--- Problem details ---
The full set of records is to be reproduced verbatim.

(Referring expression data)

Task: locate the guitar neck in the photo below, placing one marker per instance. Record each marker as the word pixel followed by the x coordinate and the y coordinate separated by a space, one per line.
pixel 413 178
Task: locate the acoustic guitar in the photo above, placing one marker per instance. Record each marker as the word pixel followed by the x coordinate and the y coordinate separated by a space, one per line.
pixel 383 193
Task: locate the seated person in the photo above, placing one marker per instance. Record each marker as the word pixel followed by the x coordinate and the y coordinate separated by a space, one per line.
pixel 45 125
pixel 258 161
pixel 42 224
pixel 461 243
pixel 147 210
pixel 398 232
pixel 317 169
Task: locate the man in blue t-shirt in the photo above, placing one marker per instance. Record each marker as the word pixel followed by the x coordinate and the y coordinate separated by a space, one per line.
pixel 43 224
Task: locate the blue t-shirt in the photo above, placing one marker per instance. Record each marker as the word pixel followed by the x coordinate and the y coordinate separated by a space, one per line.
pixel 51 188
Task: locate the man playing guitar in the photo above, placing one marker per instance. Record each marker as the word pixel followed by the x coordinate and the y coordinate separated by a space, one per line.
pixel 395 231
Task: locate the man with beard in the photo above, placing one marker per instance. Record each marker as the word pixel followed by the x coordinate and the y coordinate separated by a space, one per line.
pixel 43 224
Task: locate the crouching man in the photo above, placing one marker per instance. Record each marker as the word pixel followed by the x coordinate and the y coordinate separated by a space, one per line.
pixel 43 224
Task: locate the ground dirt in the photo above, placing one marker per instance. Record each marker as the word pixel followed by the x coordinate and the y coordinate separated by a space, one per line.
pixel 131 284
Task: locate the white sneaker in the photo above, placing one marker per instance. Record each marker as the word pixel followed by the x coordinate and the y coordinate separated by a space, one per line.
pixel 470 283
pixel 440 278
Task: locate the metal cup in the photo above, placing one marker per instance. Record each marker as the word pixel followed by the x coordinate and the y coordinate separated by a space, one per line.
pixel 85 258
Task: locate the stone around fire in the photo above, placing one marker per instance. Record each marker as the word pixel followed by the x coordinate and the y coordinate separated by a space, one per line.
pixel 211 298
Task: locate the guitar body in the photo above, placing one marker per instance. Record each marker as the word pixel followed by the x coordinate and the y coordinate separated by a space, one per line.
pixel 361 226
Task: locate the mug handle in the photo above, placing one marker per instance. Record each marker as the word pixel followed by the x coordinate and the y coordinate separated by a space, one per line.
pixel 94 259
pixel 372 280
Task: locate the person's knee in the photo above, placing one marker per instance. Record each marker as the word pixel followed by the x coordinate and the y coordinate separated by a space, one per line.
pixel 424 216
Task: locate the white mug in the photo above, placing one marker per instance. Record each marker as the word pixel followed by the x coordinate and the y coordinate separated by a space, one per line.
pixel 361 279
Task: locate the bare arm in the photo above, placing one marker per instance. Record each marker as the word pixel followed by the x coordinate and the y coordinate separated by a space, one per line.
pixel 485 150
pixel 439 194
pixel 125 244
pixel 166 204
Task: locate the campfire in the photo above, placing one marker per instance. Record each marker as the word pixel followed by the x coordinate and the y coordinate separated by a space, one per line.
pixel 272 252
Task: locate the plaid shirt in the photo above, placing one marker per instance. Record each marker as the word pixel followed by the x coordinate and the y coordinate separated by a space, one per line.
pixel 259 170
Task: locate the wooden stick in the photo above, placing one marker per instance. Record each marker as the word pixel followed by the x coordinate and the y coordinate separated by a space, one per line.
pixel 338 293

--- Exercise output ---
Task: locate the guitar neck in the photo below, placing one marker per instance. Record each marker as the word pixel followed by the x coordinate and the y coordinate separated by a space, one per line.
pixel 413 178
Task: locate the acoustic guitar in the photo above, placing one marker per instance. Record each marker as the word pixel followed by the x coordinate and the y coordinate separated by a space, one per line.
pixel 383 193
Task: locate the seated person in the photo above, placing one marker per instance. Record each marker as the word pixel followed by the x coordinate and the y coordinate separated by a space, one per line.
pixel 45 125
pixel 258 161
pixel 42 224
pixel 461 243
pixel 147 210
pixel 398 232
pixel 317 169
Task: locate the man in blue t-shirt in the photo above, placing one marker per instance. Record each marker as the word pixel followed by the x coordinate and the y coordinate separated by a space, one per line.
pixel 43 224
Task: locate the blue t-shirt in the photo above, placing one marker per instance. Record each marker as the word pixel followed by the x coordinate and the y coordinate separated by a space, one per line.
pixel 51 188
Task: locate the man playing guitar in the photo above, placing one marker per instance. Record each marker as the word pixel followed by the x coordinate and the y coordinate separated by a space, one per line.
pixel 395 231
Task: locate the man with beard in the photo above, placing one marker per instance. Record each marker as the word pixel followed by the x coordinate and the y coordinate separated by a space, one per line.
pixel 43 224
Task: locate the crouching man in the photo above, placing one marker per instance. Record each marker as the word pixel followed by the x coordinate and the y coordinate separated by a space, one per line.
pixel 43 224
Task: locate the ground dirt in the photo above, placing one marker per instance. Record each marker as the word pixel followed by the x coordinate and the y coordinate separated by a space, one per line.
pixel 131 284
Task: locate the white sneaker in the photo above, placing one marker per instance. Record each marker as the word pixel followed by the x coordinate and the y coordinate separated by a space, one per line.
pixel 470 283
pixel 440 278
Task: locate the metal cup in the photo above, placing one marker per instance. Record each marker as the word pixel followed by the x coordinate and the y coordinate separated by a space, one per line.
pixel 85 258
Task: locate the stone around fire in the photo above, placing one marker per instance. Record each marker as the word pixel followed by the x coordinate and the y coordinate separated by a space, one per line.
pixel 211 298
Task: locate the guitar body in the photo above, placing one marker per instance. Record each marker as the word pixel followed by the x coordinate and the y coordinate separated by a space, one per line.
pixel 361 226
Task: locate the mug handle in the photo above, placing one marker per instance. Record each marker as the word pixel followed by the x coordinate and the y coordinate separated by a space, one per line.
pixel 94 259
pixel 372 280
Task: locate the person's knee in the photo above, placing one marker per instance. Record each marker as the word pixel followed by the x coordinate and the y coordinate separated by a space, one per line.
pixel 424 216
Task: locate the white mug in the photo above, placing one marker per instance. Record each marker as the word pixel followed by the x coordinate and the y coordinate separated by a space, one per line.
pixel 361 279
Task: locate the bare arm in the photo above, placing one marker per instance. Record each marker as the word pixel followed by the x coordinate and the y coordinate separated by a space, one per line.
pixel 485 150
pixel 439 194
pixel 125 244
pixel 166 204
Task: locate the campfire in the photo above, placing one marker per instance. Record each marker as the word pixel followed by the x coordinate and the y coordinate separated by a space, one per line.
pixel 272 252
Task: locate the plaid shirt in the photo above, placing one marker per instance. Record each marker as the word pixel followed by the x coordinate and the y coordinate separated by a space, one per line.
pixel 259 170
Task: locate the wooden stick in the photo above, placing one marker per instance. Record each marker as the word pixel followed by the x coordinate and the y coordinate separated by a space, one per line.
pixel 338 293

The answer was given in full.